> [STATED EXERCISE 1]:
Return every line of the records that contains the word "mask".

> [SUPPLIED PASSAGE]:
BEGIN
Cecilia’s flight sends Griffin into a deranged, manipulative campaign of revenge. He fakes his death and dons his suit in order to disappear from the world and begin an elaborate plan to gaslight his ex. He taunts her silently, making others doubt her sanity; he drugs her and sabotages job interviews and arranges some of his considerable fortune to go to her in a posthumous windfall that makes her look suspicious. He is, largely, successful. By the film’s midpoint, Cecilia is isolated from anyone who would care about her. And even though she knows her ex is tormenting her, who would believe her claims of being followed by a person no one can see?

The horror of The Invisible Man comes from the knowledge that not only would Griffin’s schemes work should such a technology exist, but also from knowing that they already do. The sanity and stability of women are routinely questioned and undermined; the machinations of men who abuse them routinely ignored by other men or, worse, facilitated by them. Men do not need to vanish from literal sight in order to perpetuate this form of gendered evil. They just need a different kind of visibility: an absence of scrutiny. As far as they’re concerned, a man you aren’t looking at might as well be an invisible one.


Earlier this year, Anna Wiener’s Uncanny Valley was published, a memoir chronicling the author’s seduction by Silicon Valley. Written with the grim knowledge of hindsight, Wiener details how she abandoned the travails of New York’s exploitative publishing business for the greener, wealthier pastures of the Bay Area.

The horror of the book unfolds slowly, as the significance of what the men who hire her are building barely register for anyone witnessing it. As a liberal arts major hired to help several startups with the soft skills necessary for customer support, Wiener’s outsider status allows her some perspective into what the people who hire her are doing, but as she notes throughout, not nearly enough.
END
> [STATED EXERCISE 2]:
Condense the paragraph that begins "Cecilia’s flight sends Griffin" in the passage above on The Invisible Man and Uncanny Valley, keeping its main facts.

> [SUPPLIED ENTRIES]:
BEGIN
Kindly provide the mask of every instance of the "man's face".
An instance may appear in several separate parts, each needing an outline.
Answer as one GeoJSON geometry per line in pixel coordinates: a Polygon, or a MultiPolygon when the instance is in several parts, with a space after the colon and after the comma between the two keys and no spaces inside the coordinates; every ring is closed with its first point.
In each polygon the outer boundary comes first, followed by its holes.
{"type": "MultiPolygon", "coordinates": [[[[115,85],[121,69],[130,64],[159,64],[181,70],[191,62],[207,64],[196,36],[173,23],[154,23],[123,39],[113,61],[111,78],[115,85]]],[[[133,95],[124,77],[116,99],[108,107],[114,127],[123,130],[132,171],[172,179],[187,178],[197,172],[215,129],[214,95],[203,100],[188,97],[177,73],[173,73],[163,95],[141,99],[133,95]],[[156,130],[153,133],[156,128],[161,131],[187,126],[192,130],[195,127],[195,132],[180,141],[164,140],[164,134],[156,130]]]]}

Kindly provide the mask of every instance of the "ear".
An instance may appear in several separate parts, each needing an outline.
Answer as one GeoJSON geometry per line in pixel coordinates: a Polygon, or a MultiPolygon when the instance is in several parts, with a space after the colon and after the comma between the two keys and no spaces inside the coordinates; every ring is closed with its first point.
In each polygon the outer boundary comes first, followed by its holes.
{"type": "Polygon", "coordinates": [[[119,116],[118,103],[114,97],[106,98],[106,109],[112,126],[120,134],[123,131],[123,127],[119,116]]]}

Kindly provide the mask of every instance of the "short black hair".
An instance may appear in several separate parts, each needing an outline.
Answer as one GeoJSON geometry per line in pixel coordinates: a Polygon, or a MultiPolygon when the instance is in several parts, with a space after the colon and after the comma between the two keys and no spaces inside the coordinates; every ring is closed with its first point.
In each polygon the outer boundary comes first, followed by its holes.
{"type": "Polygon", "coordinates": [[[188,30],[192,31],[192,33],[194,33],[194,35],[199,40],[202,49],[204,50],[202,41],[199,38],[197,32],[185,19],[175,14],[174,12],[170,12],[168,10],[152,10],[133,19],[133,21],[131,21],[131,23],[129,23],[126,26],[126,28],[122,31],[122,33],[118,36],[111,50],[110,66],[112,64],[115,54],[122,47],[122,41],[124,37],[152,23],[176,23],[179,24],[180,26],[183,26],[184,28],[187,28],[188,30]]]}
END
> [FINAL RESULT 1]:
Kindly provide the mask of every instance of the "man's face".
Kindly provide the mask of every instance of the "ear".
Kindly provide the mask of every instance of the "short black hair".

> [FINAL RESULT 2]:
Cecilia's flight drives Griffin into a deranged, manipulative revenge campaign. He fakes his death and uses his suit to vanish so that he can gaslight her. He taunts her silently so that others doubt her sanity, drugs her, sabotages her job interviews, and leaves her part of his fortune in a posthumous windfall that makes her look suspicious. The plan largely works. By the film's midpoint she is cut off from anyone who would care about her, and no one would believe she is being followed by someone nobody can see.